begin Document section
The Cathedral of St. Demetrius (Катедрала Светог Димитрија), also known as the Sremska Mitrovica Catholic Cathedral, is the Roman Catholic church and minor basilica in Sremska Mitrovica, Serbia. It is under jurisdiction of the Diocese of Srijem and serves as its cathedral church.

== History ==
The current church was built in 1810 and dedicated on 30 June of that year to Saint Demetrius of Sirmium, who is the patron saint of the city. It was elevated to the status of co-cathedral in 1984, and a minor basilica in 1991. With the restoration of the Diocese of Srijem in 2008, the church was elevated to the status of cathedral.

== Architecture ==
The cathedral is a single-nave structure built in the Neoclassical style, rectangular in shape with a rounded altar apse. The side façades are articulated with shallow pilasters featuring Doric capitals and windows with segmental arches. On the right side, it has an attached sacristy of irregular cubic shape, while on the left there is a smaller room where the Holy Sepulcher is permanently set up.

The baroque high altar once displayed a painting of Saint Demetrius by Arsa Teodorović, later replaced by the statue still in place. Also on the high altar are statues of Saint Joseph and Saint Mark. The side altars are dedicated to the Our Lady of the Rosary and the Holy Trinity.
end Document section
● Direction A
Reproduce the passage on the Cathedral of St. Demetrius from "The Cathedral of" to "its cathedral church." without alteration.
● Direction B
Select each line of the entries below that includes the word "leaf".
begin Exercise data
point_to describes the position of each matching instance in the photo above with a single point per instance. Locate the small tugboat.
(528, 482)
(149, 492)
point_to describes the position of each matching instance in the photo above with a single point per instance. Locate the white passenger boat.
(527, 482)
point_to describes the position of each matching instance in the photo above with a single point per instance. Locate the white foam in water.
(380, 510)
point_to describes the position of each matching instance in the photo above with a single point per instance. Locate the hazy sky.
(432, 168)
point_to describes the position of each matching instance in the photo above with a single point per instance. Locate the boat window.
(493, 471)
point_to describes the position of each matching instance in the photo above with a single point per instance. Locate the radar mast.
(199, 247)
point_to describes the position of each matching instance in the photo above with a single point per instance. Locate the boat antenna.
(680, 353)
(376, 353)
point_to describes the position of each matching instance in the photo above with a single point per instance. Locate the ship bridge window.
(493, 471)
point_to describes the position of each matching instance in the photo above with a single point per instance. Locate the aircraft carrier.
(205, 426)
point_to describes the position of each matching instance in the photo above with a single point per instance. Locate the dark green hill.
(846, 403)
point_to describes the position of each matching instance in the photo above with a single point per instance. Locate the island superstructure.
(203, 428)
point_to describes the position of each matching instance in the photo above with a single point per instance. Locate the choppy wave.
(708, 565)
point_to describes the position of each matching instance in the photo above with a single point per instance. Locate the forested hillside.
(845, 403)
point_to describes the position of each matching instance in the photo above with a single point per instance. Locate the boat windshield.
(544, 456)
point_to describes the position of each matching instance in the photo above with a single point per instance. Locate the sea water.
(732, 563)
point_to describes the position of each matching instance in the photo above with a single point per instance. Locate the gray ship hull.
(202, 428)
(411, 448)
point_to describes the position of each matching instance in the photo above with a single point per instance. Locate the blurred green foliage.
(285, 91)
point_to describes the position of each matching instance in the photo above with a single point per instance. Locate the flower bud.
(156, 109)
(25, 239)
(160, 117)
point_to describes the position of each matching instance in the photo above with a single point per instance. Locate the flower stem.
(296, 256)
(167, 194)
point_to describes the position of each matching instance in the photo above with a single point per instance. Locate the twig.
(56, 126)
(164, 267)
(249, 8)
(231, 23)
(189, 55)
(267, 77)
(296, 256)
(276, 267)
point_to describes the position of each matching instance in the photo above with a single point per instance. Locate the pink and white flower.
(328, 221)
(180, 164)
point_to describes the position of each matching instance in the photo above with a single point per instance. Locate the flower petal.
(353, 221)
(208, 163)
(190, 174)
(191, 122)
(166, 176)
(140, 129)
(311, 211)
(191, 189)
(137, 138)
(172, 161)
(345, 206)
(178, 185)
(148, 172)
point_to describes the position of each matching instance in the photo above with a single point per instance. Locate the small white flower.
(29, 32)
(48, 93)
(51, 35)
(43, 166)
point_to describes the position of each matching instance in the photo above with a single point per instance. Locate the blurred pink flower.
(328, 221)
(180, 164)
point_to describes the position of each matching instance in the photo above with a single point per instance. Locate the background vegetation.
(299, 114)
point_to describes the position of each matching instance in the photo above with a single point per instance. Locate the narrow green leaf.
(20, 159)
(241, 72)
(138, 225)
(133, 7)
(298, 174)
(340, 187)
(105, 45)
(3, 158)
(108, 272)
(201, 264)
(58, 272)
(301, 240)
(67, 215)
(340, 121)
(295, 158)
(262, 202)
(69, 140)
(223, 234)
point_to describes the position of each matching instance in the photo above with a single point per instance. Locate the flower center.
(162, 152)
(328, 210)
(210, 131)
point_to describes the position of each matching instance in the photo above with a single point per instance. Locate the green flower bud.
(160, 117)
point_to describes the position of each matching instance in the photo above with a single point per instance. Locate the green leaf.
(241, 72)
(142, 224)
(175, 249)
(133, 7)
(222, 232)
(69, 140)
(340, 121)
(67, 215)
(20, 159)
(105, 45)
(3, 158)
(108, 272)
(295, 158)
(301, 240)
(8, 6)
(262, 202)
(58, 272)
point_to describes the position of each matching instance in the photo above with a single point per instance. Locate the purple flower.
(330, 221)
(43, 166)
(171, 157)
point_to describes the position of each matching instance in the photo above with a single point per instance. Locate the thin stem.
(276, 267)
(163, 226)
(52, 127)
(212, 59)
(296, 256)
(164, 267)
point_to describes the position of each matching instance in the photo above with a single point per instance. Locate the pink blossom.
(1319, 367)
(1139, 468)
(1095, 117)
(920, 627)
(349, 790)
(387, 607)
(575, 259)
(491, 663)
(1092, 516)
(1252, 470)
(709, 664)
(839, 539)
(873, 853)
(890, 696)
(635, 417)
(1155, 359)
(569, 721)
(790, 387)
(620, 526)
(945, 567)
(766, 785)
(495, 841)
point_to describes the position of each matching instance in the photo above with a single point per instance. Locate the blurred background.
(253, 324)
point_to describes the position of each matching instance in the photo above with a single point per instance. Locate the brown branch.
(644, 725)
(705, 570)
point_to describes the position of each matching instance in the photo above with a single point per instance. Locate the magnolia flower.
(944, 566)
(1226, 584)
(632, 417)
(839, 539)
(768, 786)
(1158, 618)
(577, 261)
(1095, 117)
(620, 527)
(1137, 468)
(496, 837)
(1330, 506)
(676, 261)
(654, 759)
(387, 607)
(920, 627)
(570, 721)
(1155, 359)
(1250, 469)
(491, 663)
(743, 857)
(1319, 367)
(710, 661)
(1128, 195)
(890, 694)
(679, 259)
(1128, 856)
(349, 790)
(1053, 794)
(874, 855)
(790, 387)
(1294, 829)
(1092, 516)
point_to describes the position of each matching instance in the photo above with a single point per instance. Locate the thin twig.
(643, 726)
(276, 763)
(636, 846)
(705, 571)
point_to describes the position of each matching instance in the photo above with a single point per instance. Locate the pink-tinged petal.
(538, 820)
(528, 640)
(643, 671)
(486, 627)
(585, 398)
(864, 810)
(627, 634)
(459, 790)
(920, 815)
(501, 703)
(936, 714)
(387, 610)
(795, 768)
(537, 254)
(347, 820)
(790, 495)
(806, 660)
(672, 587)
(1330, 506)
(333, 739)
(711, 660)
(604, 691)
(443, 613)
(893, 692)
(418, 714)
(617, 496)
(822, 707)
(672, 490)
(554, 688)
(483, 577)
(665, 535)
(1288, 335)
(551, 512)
end Exercise data
● Complete response A
The Cathedral of St. Demetrius (Катедрала Светог Димитрија), also known as the Sremska Mitrovica Catholic Cathedral, is the Roman Catholic church and minor basilica in Sremska Mitrovica, Serbia. It is under jurisdiction of the Diocese of Srijem and serves as its cathedral church.

● Complete response B
point_to describes the position of each matching instance in the photo above with a single point per instance. Locate the narrow green leaf.
point_to describes the position of each matching instance in the photo above with a single point per instance. Locate the green leaf.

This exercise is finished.